Written task A » From the passage on commuting partial differential operators, extract the words from "There are only" to "rings of PDO’s." without changing anything.

— Start of Passage —

For operators in \(n>1\) variables, the problem is to find a ring of commuting partial differential operators that concern \(n+1\) operators \(L_0,\dots,L_n\) with algebraically independent homogeneous constant highest symbols \(\sigma_1,\dots,\sigma_n\) such that \(\mathbb C[\mathbb C^n]\) is finitely generated as a module over the ring generated by these \(\sigma\)’s and \(L_0\) is not a polynomial combination of \(L_1,\dots,L_n.\)
Certain conditions from the \(n=1\) case can be generalized to such rings, e.g., the analogue of the Burchnall-Chaundy lemma saying that \(n+1\) commuting operators \(L_0,\dots,L_n\) are algebraically dependent. It was shown that for a ring of commuting partial differential operators satisfying certain properties, there is a unique Baker-Akhieser function that completely characterizes the ring by its spectral variety.
There are only few examples known of the rings for \(n>1\) and these are all connected with the quantum (deformed) Calogero-Moser systems. Also, there is a construction of a free BA-module developed to produce explicit examples of commuting matrix rings of PDO’s.

— End of Passage —

Written task B » Pull out each line of the records that contains the string "truth", matching case.

— Start of Records to process —

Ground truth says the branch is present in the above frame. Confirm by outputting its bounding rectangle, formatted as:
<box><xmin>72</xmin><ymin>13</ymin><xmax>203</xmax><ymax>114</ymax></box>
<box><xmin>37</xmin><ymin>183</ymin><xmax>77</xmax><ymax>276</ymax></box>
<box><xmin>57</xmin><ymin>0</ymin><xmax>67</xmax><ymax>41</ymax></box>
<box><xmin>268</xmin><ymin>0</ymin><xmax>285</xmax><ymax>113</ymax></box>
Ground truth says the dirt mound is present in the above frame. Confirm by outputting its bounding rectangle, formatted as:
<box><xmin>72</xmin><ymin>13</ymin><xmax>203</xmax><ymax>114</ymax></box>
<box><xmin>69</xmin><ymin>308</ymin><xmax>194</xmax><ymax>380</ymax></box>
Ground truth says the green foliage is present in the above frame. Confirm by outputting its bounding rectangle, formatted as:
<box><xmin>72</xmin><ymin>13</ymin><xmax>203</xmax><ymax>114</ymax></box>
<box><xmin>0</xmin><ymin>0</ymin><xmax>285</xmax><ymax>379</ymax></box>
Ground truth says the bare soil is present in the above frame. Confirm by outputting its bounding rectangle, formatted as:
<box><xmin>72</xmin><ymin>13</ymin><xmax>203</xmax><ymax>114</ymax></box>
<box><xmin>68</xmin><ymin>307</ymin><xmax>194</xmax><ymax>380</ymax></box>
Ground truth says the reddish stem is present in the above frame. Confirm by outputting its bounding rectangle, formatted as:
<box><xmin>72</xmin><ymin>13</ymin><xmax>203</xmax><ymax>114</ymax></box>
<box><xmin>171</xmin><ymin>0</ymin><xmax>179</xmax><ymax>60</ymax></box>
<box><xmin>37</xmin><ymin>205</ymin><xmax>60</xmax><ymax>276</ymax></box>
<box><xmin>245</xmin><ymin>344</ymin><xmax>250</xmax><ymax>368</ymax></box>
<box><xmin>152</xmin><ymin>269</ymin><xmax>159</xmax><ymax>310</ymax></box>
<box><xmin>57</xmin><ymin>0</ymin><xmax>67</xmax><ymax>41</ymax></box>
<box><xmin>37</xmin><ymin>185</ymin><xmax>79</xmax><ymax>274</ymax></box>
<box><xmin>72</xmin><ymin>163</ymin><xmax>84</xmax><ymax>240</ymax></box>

— End of Records to process —
— Start of Records to process —

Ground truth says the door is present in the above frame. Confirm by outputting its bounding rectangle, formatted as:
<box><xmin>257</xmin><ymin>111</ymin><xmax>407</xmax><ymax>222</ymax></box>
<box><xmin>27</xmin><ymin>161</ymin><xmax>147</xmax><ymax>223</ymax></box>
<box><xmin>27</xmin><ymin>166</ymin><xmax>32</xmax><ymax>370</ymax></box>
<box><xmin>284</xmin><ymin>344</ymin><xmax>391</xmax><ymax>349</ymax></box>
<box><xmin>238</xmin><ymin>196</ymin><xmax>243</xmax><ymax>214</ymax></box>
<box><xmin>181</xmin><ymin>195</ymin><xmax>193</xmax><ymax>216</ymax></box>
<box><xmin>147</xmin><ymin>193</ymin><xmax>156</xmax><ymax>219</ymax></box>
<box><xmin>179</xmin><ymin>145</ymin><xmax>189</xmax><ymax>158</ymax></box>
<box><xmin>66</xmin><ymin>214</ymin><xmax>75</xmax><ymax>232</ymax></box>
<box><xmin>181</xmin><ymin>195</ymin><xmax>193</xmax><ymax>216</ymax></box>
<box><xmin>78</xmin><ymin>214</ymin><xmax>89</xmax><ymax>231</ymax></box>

— End of Records to process —

Expected output A »
There are only few examples known of the rings for \(n>1\) and these are all connected with the quantum (deformed) Calogero-Moser systems. Also, there is a construction of a free BA-module developed to produce explicit examples of commuting matrix rings of PDO’s.

Expected output B »
Ground truth says the branch is present in the above frame. Confirm by outputting its bounding rectangle, formatted as:
Ground truth says the dirt mound is present in the above frame. Confirm by outputting its bounding rectangle, formatted as:
Ground truth says the green foliage is present in the above frame. Confirm by outputting its bounding rectangle, formatted as:
Ground truth says the bare soil is present in the above frame. Confirm by outputting its bounding rectangle, formatted as:
Ground truth says the reddish stem is present in the above frame. Confirm by outputting its bounding rectangle, formatted as:
Ground truth says the door is present in the above frame. Confirm by outputting its bounding rectangle, formatted as:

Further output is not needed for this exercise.